• _Task item_
Transcribe exactly the stretch of lines beginning at the one containing "Practice step: point out every instance of the wooden post" and closing with the last line of the entries below. Omit images.

• _Image point grounding data_
┄┄┄┄┄┄┄┄┄┄┄┄┄┄┄┄┄┄┄┄
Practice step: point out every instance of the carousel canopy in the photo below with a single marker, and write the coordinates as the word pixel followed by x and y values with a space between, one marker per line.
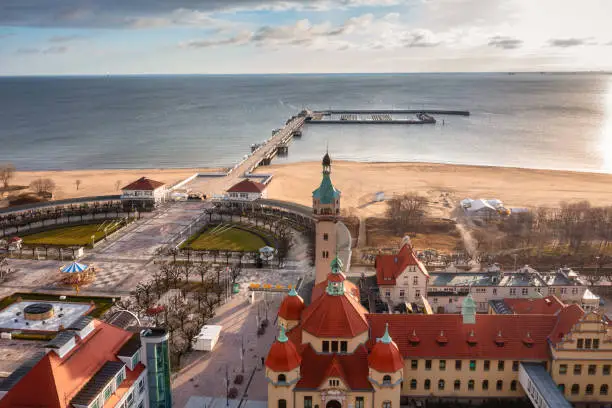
pixel 74 267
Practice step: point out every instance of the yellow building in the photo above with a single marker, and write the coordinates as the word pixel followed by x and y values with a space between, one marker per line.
pixel 334 354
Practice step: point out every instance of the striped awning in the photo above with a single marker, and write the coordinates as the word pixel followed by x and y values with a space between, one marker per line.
pixel 74 267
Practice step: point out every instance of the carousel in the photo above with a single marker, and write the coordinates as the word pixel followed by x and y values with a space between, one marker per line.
pixel 76 274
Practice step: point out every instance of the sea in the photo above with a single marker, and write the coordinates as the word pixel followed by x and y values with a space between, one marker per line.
pixel 531 120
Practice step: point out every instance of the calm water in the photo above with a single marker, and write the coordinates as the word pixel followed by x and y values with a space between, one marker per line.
pixel 526 120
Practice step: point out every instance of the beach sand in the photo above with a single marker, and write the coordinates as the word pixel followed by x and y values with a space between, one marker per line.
pixel 360 181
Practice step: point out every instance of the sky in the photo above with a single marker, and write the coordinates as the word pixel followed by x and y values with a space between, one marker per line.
pixel 91 37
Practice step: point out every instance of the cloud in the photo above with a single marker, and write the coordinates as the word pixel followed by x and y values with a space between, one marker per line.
pixel 47 50
pixel 504 42
pixel 569 42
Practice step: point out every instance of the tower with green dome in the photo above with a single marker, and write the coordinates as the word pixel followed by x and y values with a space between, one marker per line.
pixel 326 208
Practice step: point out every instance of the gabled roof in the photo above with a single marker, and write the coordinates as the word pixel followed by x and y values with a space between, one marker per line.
pixel 57 380
pixel 144 184
pixel 475 340
pixel 352 369
pixel 390 267
pixel 335 316
pixel 247 186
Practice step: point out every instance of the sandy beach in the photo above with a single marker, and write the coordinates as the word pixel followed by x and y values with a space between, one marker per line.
pixel 360 181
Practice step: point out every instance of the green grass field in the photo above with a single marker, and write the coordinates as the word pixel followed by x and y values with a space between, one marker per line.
pixel 226 237
pixel 79 235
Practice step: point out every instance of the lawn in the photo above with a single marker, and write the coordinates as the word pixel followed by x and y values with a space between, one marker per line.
pixel 79 235
pixel 226 237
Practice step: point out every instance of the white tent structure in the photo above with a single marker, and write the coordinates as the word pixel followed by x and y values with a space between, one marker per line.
pixel 207 338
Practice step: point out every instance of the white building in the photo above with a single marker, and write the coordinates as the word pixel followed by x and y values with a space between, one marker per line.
pixel 144 193
pixel 247 190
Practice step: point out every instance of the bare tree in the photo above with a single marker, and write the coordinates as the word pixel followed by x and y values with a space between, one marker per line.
pixel 42 185
pixel 7 172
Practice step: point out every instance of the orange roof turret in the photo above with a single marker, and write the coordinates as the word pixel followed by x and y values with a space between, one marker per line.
pixel 283 355
pixel 292 306
pixel 385 356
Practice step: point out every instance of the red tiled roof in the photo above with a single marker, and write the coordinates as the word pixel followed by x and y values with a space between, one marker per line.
pixel 335 316
pixel 283 356
pixel 291 308
pixel 514 329
pixel 143 184
pixel 385 358
pixel 389 267
pixel 316 368
pixel 566 318
pixel 57 380
pixel 247 186
pixel 546 305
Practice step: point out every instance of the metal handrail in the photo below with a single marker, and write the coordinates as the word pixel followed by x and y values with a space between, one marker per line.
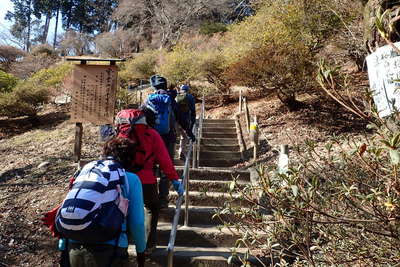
pixel 200 130
pixel 172 237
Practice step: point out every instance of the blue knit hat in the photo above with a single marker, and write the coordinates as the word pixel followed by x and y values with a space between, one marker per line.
pixel 158 82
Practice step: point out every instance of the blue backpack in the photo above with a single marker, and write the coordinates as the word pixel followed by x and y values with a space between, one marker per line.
pixel 94 208
pixel 161 105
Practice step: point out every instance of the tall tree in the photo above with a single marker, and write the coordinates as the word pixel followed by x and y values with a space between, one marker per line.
pixel 88 16
pixel 46 9
pixel 22 19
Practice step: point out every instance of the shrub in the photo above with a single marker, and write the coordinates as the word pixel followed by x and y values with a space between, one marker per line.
pixel 337 206
pixel 52 78
pixel 31 64
pixel 209 27
pixel 23 101
pixel 7 82
pixel 44 49
pixel 117 44
pixel 211 67
pixel 8 55
pixel 26 98
pixel 142 66
pixel 180 65
pixel 275 69
pixel 286 22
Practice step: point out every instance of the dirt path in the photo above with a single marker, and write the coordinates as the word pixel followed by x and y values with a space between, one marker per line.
pixel 27 190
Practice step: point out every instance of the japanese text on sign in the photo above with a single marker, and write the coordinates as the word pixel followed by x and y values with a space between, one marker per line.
pixel 384 78
pixel 93 96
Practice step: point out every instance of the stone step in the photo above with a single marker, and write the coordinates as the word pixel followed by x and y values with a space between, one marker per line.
pixel 216 174
pixel 220 121
pixel 198 235
pixel 194 256
pixel 218 163
pixel 197 215
pixel 226 155
pixel 211 186
pixel 232 135
pixel 207 129
pixel 232 148
pixel 213 199
pixel 219 141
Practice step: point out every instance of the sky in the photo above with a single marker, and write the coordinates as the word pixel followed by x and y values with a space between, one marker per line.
pixel 4 6
pixel 7 5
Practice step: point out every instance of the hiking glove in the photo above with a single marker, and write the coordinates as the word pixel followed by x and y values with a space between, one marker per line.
pixel 178 186
pixel 192 138
pixel 49 219
pixel 140 259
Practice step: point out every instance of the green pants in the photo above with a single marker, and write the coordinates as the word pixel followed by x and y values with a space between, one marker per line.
pixel 84 255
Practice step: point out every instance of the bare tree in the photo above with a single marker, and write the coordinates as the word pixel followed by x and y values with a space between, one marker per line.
pixel 163 21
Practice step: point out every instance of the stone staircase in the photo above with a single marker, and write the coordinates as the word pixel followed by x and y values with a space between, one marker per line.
pixel 219 144
pixel 205 243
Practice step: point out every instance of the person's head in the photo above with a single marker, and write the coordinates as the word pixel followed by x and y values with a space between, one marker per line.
pixel 149 114
pixel 158 82
pixel 172 93
pixel 184 88
pixel 122 150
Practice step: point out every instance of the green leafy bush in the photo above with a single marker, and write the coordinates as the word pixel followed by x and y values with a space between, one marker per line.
pixel 212 67
pixel 44 49
pixel 180 65
pixel 7 82
pixel 275 69
pixel 52 78
pixel 26 98
pixel 209 27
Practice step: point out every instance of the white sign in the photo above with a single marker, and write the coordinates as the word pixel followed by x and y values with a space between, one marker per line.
pixel 384 78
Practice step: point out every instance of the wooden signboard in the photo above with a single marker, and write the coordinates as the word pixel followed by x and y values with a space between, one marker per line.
pixel 384 78
pixel 93 93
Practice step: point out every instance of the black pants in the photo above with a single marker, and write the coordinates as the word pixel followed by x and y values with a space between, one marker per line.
pixel 152 203
pixel 164 182
pixel 98 255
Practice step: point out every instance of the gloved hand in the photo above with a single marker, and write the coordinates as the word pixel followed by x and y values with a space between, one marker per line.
pixel 140 259
pixel 178 186
pixel 49 219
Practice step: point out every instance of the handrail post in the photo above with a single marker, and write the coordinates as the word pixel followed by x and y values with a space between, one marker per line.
pixel 186 220
pixel 171 243
pixel 240 100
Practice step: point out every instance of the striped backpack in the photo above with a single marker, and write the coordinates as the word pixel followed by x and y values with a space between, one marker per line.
pixel 94 208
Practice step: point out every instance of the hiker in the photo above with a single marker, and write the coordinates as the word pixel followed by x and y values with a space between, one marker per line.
pixel 187 115
pixel 102 211
pixel 138 124
pixel 163 96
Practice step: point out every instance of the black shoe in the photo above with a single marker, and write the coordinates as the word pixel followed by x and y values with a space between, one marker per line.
pixel 163 204
pixel 149 250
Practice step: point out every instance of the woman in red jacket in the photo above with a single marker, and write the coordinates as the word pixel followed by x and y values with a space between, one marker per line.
pixel 153 152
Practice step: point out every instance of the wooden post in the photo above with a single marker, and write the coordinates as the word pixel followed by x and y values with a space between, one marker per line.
pixel 254 137
pixel 78 141
pixel 283 161
pixel 247 114
pixel 240 100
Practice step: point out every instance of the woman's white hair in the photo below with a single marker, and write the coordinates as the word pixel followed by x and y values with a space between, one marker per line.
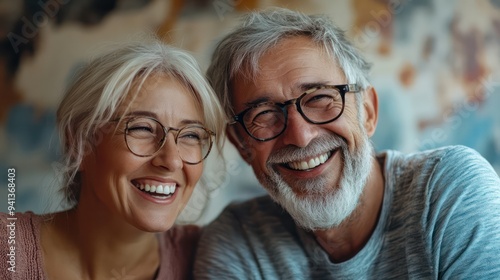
┄┄┄┄┄┄┄┄┄┄┄┄┄┄┄┄┄┄┄┄
• _Answer to this exercise_
Practice step: point out every instance of the wooden post in the photo above with a single marker, and write the coordinates as the word pixel followed by x and y values with a space between, one marker per line.
pixel 254 137
pixel 78 141
pixel 283 161
pixel 247 114
pixel 240 100
Practice step: point out every instance of the woman's white hair in the photo below with a single marker, and write the coordinates as the word pixel followed by x and y values with a space between, one marker per line.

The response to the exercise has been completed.